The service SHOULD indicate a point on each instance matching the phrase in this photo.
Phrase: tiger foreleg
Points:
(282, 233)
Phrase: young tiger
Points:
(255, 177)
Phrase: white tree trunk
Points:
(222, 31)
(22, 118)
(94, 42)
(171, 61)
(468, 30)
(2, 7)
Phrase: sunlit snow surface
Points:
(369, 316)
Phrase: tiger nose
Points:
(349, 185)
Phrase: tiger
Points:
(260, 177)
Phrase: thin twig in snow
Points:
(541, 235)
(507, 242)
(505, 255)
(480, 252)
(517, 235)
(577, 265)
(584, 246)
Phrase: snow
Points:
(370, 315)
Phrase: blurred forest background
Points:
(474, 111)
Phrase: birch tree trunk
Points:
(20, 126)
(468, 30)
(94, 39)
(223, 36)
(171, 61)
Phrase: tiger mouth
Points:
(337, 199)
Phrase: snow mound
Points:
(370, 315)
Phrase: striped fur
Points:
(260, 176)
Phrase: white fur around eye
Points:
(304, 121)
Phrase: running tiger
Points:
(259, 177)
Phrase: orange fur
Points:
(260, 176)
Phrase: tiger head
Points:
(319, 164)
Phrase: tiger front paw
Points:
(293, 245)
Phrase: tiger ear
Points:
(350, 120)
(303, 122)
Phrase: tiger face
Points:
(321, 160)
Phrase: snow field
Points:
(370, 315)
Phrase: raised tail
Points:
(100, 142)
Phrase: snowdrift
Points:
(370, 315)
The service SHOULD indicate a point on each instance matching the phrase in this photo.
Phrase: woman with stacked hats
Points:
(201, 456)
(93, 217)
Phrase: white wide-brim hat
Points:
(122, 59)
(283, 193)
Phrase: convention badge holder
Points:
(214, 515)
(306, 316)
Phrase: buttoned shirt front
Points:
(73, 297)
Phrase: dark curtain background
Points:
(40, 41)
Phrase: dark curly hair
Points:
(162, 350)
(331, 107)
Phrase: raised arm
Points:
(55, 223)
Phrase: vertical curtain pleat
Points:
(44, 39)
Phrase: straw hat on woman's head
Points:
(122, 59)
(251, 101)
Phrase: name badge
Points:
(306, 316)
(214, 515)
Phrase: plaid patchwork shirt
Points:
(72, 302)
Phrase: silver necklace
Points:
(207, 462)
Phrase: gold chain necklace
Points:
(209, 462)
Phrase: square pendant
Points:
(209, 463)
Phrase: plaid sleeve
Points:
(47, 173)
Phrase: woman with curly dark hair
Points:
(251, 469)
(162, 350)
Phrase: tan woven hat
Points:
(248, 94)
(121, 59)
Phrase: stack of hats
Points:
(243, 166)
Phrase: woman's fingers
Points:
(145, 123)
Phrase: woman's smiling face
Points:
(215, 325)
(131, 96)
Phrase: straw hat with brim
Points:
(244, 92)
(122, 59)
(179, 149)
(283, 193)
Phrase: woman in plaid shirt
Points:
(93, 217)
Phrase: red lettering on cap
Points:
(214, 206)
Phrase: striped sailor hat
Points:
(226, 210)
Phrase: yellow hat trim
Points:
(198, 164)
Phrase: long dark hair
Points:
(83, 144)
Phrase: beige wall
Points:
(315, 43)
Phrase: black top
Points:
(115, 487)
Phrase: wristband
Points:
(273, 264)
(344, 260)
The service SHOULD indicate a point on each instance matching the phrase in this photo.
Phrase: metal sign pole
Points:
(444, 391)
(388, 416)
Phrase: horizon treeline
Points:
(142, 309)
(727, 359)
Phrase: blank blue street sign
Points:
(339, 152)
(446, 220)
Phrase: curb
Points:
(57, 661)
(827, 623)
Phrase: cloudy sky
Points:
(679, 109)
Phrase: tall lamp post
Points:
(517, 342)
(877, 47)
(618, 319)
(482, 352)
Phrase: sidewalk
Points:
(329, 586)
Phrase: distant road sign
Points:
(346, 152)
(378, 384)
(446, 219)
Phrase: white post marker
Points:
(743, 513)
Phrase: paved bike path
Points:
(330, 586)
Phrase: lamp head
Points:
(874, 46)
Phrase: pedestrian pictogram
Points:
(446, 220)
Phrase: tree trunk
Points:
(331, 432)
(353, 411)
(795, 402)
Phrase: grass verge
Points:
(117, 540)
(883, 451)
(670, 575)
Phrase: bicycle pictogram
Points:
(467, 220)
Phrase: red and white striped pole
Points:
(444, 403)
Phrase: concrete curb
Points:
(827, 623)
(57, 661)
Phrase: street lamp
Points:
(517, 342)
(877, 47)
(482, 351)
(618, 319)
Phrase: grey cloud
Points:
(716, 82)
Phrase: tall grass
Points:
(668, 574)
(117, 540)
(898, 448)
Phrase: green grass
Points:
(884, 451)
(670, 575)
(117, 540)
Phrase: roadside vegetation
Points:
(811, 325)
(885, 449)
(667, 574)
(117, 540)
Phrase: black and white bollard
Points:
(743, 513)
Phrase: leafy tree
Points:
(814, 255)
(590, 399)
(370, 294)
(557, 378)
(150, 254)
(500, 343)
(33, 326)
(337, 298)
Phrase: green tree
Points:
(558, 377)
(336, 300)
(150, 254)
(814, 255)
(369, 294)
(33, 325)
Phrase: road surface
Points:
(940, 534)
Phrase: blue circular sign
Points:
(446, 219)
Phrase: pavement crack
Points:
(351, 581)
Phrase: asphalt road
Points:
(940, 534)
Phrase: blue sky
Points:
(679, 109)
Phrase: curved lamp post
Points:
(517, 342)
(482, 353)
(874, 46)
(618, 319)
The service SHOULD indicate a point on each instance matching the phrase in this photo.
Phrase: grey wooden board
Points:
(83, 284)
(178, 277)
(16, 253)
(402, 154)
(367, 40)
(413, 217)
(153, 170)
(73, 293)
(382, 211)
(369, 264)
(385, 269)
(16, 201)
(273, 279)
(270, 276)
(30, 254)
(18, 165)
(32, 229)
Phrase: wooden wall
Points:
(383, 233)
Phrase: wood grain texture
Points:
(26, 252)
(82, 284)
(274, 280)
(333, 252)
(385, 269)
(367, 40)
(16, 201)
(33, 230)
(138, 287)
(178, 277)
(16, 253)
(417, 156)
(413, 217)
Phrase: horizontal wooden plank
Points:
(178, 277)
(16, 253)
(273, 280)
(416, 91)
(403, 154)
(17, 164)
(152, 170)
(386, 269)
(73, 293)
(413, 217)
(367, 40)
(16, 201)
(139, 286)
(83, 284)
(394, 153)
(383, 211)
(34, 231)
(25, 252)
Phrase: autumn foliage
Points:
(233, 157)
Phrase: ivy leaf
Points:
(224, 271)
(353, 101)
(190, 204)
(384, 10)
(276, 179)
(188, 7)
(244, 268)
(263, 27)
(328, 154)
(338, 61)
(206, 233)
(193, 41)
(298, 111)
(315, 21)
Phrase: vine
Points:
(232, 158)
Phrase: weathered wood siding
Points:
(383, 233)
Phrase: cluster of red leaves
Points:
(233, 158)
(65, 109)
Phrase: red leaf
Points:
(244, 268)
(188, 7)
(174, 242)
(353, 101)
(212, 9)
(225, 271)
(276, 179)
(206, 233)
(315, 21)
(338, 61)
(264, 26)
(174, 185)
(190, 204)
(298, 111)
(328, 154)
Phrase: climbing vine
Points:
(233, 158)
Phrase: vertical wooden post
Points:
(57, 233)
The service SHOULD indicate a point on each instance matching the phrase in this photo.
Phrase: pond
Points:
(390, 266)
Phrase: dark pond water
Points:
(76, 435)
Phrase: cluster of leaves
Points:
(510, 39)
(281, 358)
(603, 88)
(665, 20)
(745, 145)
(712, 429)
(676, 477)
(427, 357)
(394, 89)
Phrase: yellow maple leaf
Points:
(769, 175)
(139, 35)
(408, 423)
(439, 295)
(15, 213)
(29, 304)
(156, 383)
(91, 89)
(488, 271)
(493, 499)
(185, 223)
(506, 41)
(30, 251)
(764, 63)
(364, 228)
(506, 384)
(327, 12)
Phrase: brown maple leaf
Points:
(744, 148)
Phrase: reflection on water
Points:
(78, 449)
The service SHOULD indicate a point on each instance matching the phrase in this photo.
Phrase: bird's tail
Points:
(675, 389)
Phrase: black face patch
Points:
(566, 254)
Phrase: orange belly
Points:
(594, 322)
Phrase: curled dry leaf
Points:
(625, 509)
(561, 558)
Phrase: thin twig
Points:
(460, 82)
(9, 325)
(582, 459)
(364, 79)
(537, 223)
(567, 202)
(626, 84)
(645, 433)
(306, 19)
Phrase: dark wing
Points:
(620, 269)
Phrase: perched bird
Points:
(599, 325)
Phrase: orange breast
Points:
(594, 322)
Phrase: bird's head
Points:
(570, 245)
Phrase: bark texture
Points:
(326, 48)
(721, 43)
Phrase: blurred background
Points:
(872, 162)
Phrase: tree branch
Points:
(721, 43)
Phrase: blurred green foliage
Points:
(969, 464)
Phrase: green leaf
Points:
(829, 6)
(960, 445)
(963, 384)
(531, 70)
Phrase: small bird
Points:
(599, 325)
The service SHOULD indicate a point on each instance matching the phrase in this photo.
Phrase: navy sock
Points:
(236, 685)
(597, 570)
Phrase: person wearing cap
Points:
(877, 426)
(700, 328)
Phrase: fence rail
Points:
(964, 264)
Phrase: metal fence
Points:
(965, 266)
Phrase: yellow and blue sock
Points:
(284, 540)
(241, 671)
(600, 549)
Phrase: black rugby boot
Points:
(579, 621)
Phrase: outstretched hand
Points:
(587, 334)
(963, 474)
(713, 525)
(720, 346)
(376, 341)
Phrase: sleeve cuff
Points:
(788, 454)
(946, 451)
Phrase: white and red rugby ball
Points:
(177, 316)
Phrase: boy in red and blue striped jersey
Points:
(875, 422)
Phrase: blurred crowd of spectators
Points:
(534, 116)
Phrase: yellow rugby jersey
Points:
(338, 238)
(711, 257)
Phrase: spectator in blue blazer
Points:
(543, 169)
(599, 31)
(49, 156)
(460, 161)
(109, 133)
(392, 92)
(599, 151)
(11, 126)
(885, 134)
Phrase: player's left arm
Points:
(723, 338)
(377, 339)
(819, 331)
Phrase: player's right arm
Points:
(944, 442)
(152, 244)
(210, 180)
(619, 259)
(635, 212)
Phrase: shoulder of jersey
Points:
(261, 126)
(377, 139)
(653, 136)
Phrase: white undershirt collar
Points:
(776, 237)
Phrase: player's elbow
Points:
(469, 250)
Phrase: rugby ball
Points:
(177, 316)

++++

> [Your task]: Set down only the lines above that fall between the line holding "Phrase: sunlit snow surface" and the line holding "Phrase: striped fur", inclusive, keeping each exact.

> [Response to this task]:
Phrase: sunlit snow surface
Points:
(369, 316)
Phrase: tiger nose
Points:
(349, 185)
Phrase: tiger
Points:
(260, 177)
Phrase: thin twig in snow
Points:
(541, 235)
(507, 242)
(505, 255)
(480, 252)
(517, 235)
(577, 265)
(584, 246)
Phrase: snow
Points:
(370, 315)
Phrase: blurred forest background
Points:
(474, 111)
Phrase: birch tree trunk
Points:
(20, 126)
(468, 30)
(94, 39)
(223, 36)
(171, 61)
Phrase: tiger mouth
Points:
(337, 199)
Phrase: snow mound
Points:
(370, 315)
Phrase: striped fur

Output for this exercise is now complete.